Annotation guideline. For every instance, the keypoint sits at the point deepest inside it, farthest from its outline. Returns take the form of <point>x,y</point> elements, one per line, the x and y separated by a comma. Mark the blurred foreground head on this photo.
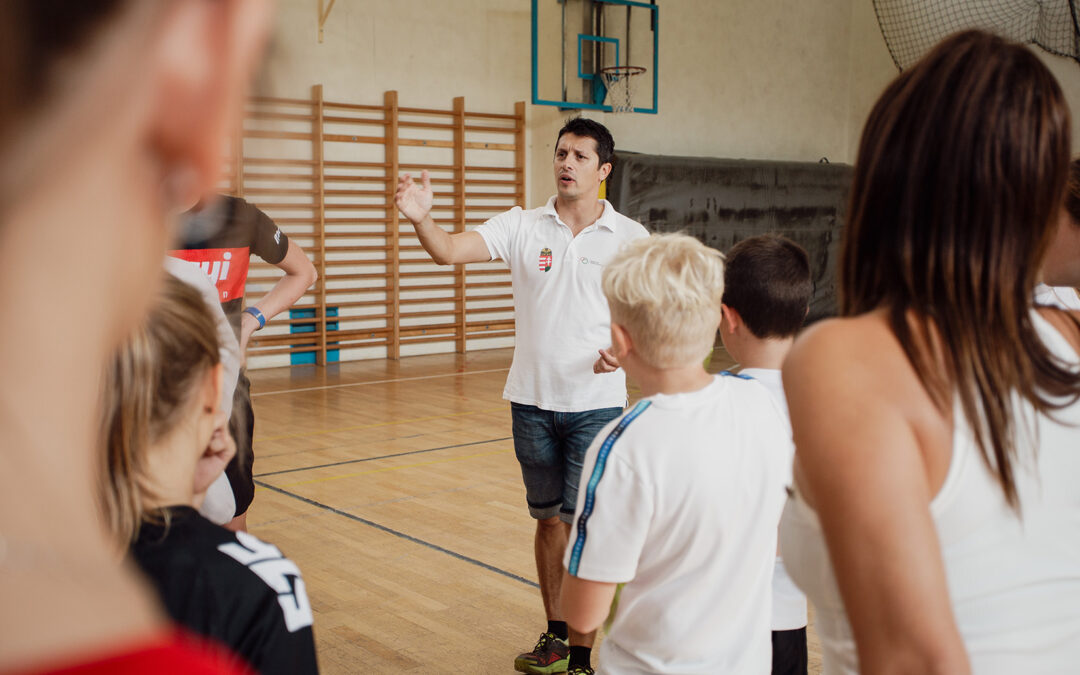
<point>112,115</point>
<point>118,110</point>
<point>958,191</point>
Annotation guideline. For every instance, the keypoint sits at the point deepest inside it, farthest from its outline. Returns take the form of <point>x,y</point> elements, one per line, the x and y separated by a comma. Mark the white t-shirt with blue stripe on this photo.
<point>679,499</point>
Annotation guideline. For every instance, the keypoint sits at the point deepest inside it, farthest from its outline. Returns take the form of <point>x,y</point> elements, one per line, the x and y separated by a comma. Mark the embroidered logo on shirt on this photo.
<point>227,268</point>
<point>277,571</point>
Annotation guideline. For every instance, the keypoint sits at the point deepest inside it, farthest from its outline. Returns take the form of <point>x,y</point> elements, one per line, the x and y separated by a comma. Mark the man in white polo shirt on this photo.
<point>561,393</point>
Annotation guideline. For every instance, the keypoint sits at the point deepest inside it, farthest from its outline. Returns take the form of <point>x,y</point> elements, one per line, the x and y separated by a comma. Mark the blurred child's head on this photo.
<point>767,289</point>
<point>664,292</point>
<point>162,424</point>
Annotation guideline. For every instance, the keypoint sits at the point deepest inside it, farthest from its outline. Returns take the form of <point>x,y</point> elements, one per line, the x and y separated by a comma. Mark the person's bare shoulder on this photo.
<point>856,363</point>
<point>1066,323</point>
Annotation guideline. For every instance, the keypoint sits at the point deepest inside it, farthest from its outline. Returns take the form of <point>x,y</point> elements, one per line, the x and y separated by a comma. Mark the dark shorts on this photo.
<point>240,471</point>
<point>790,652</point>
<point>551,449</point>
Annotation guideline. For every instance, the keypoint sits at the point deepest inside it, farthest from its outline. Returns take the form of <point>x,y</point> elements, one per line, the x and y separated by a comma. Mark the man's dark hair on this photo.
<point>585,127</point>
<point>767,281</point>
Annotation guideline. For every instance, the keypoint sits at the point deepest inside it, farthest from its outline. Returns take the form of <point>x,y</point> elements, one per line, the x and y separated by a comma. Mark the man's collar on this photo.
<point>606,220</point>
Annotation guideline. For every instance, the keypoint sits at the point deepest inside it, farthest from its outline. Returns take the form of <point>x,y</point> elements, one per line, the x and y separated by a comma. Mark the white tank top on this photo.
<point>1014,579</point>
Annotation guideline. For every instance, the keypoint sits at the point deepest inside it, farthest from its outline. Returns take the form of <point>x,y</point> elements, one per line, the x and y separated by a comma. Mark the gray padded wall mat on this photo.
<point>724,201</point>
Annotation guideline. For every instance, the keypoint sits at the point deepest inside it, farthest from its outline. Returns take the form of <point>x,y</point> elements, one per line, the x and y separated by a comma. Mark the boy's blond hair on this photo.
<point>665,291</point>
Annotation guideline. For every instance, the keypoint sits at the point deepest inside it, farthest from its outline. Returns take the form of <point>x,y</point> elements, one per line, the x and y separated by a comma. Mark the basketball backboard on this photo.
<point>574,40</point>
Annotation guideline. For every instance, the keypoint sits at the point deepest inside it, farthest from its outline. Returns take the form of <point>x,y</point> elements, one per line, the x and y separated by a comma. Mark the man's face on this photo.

+ + + + +

- **TO DO**:
Faithful copy, images left out: write out every line of data.

- **ANSWER TO THIS PROBLEM**:
Annotation guideline. For every instance, the keypoint sits at the point deepest inside it, farthest from its outline. Returns take the form of <point>x,y</point> elements, one per line, the x and y separated by a comma. Mark the blurred foreground head on this photo.
<point>112,115</point>
<point>118,110</point>
<point>958,191</point>
Annotation guideline. For every instance, the keypoint sits at the point deepest inside it, farthest from its outline. Returns take the form of <point>x,y</point> elements, one per line, the x and y separated by a comma. Mark the white t-shirt with blue stripe on this photo.
<point>679,499</point>
Annotation guideline. For every instance, the keypoint sits at the point deepest inside it, farthest from its outline. Returns take the form of <point>x,y</point> elements, one per line, the x and y separated by a comma. Mark the embroidered logo on shirt on this photo.
<point>227,268</point>
<point>277,571</point>
Annotation guideline. For every instance, the keypoint sits at the point deepest inside it, farthest from its outline. Returns take the form of <point>x,y</point> elements, one per line, the x and y separated by a comma. Mark the man in white polo shirt on this photo.
<point>561,393</point>
Annotation guideline. For every instance, the keypoint sits at the point deepest inside it, farthest from its outline. Returns take the form of <point>x,y</point> elements, one per line, the x and y separated by a comma. Mark the blurred child's head on this photo.
<point>767,289</point>
<point>664,292</point>
<point>162,424</point>
Annotation guideline. For every instance, the keypoint sits at the point deepest inside it, farthest from its outline. Returns take the form of <point>x,y</point> elements, one per line, the x and y separated by a comma. Mark the person's bare shoulder on this photo.
<point>856,363</point>
<point>1066,323</point>
Annotation guideline. For every instance, the keypoint sits at the point deepest inside it, farthest from its outline. Returns take the form of <point>x,y</point> elements, one per line, the x and y separated by a comma. Mark the dark shorts on this photo.
<point>240,471</point>
<point>790,652</point>
<point>551,449</point>
Annotation guideline. For every instance, the keypoint sits at the point deepest inside it, farthest from its outline. Returns take the form of <point>x,y</point> elements, one per line, the x and y separated by a comma. Mark the man's dark hair on this photo.
<point>585,127</point>
<point>767,281</point>
Annotation guideline. For every instance, the keypoint sits at the point deepest inside it, farthest from its outline. Returns take the form of <point>x,y</point> elements, one per line, the x and y separated by a comma. Mark the man's collar on this photo.
<point>606,220</point>
Annotation guideline. For every instance, the keypoint sits at the point deepest inside it, farthest from its outline. Returns take the form of <point>x,y</point> elements, one per line, the x and y separated by a comma. Mark the white tank top on this photo.
<point>1014,579</point>
Annotation guideline. For every instance, the keypoint sits at the point deepest inside it, farthest from its outline. Returns take the form of <point>x,y</point> elements, one per line, the x and y separated by a comma. Mark the gray padded wall mat on this photo.
<point>724,201</point>
Annotation guideline. For every instance, the keypoint sits at the point deepest inside it, farthest from its outline. Returns take the form of <point>x,y</point> elements, one per line, the x and y separated by a comma. Mark the boy's blond hair on this photo.
<point>665,291</point>
Annotation guideline. For every instance, the keypoint sits at the point deepest inside it, farthest from its outline. Returns take the form of <point>x,y</point> elements, one per line, the x and y separated by a comma. Mark the basketball backboard on this photo.
<point>574,40</point>
Annotation guideline. For every instance, the keypoint sits at the point deepest inside it, farthest from its outline. Returns take the form of <point>x,y</point> elements, one per line, the x and y separated by a comma. Mark the man's face on this photo.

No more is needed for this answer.